__WRITTEN REQUEST 1__.
From the forum post on superhero films, can you extract everything from "I do not disagree" down to "I like GotG."?
__WRITTEN REQUEST 2__.
Answer these questions about the forum post on superhero films:
(a) Which film does the post name as a dead-serious take on the genre that can be done only once?
(b) Which two films does the poster say they like as silly superhero films?
(c) Which film's second installment does the post say did not work as well as the first?

__PAGE EXTRACT__.
● ● ● ● ●

Post by K. A. Pital »

The Romulan Republic wrote:I disagree that it is impossible to make a serious superhero film. Weather there are any serious superhero films you personally like is your business, but this kind of generalization is insulting to both the genre and its fans.
I do not disagree that it is possible to make one, just not in the MCU or other "commonverse" without first isolating the characters and the setting, like Watchmen. An isolated setting can be serious. But it is also very hard to accomplish and is a one-shot. You cannot make any more Watchmen. The other films are bound to become silly, even when striving to be serious. Sometimes it happens with the very first franchise film, sometimes with the second, but it does.
Mind you, I like a relentlessly silly superhero film. I enjoyed Deadpool overall, and I like GotG.

I just don't think that's all the genre can or should be.
Well, what else can it offer? Like I said above, you can do a dead-serious take on the genre once (Watchmen), and you can hover inbetween (X-Men), when there is a plausible antihero who serves as a magnet, pardon the pun, but that is pretty much the end of it. There's also Kick-ass, but it is also an attempt to be serious in a "real world setting" where superheroes are not possible, and which works just once - the second one did not work as well as the first one.

All or most of the other attempts at maintaining seriousness have fizzled. Look at the DC trainwreck - Batman and Superman and the sexually objectified "Wonder Woman", they suck. Big time. I'd pick Deadpool or GotG over any of the DC films. Look at Iron Man - at some point, the story degenerated into self-referencing bullshit. Thor - that is actually a funny one, has a fair bit of humour because otherwise the Norse god alien bullshit just would not work. Thor 3 looks like a flashy space opera thing, too, which shows just how quickly any pretense of seriousness flies out of the window.

● ● ● ● ●

__DATA EXCERPTS__.
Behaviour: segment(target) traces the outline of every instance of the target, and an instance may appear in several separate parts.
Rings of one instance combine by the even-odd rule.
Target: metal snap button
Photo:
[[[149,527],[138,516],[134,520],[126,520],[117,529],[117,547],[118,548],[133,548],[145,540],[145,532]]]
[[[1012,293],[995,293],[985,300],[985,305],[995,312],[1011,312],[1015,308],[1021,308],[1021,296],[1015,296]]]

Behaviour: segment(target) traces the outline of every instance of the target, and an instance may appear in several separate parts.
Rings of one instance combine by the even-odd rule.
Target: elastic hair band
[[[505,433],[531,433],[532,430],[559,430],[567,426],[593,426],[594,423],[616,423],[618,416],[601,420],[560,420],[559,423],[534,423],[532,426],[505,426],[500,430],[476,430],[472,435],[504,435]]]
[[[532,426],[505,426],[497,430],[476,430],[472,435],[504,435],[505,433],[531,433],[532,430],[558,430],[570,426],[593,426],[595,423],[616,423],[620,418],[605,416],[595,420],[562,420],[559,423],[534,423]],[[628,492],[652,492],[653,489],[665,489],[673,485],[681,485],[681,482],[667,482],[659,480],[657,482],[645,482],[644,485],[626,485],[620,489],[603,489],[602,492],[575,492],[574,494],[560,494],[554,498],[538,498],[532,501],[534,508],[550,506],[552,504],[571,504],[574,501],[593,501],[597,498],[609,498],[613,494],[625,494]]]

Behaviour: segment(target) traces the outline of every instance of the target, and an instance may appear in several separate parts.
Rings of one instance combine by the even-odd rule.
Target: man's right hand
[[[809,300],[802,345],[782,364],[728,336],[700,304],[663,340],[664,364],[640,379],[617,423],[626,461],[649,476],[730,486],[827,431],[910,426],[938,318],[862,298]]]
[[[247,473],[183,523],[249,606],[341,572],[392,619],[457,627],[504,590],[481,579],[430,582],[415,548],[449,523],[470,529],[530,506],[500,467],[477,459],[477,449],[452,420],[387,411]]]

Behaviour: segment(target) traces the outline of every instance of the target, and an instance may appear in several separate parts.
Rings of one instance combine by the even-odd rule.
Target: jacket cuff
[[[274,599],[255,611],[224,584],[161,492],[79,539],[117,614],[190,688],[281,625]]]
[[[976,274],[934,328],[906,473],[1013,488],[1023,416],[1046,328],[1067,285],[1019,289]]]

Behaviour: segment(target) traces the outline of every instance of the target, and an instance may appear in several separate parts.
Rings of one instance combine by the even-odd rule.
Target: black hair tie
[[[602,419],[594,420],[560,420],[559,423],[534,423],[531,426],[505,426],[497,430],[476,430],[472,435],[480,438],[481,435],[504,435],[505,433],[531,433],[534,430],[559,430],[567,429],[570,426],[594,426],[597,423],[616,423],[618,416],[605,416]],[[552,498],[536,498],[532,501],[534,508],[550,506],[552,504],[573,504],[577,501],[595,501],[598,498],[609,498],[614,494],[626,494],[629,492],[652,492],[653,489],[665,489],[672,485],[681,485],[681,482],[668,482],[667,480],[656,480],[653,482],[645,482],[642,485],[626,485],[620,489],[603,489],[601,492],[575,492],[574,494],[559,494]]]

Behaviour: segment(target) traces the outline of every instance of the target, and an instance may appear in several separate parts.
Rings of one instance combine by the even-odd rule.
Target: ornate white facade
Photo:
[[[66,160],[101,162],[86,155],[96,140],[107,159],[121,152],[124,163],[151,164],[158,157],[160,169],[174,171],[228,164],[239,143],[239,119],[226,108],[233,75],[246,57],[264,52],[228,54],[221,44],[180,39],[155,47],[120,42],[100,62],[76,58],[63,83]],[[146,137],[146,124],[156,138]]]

● ● ● ● ●

__FINAL ANSWER 1__.
I do not disagree that it is possible to make one, just not in the MCU or other "commonverse" without first isolating the characters and the setting, like Watchmen. An isolated setting can be serious. But it is also very hard to accomplish and is a one-shot. You cannot make any more Watchmen. The other films are bound to become silly, even when striving to be serious. Sometimes it happens with the very first franchise film, sometimes with the second, but it does.
Mind you, I like a relentlessly silly superhero film. I enjoyed Deadpool overall, and I like GotG.

__FINAL ANSWER 2__.
(a) Watchmen
(b) Deadpool and GotG
(c) Kick-ass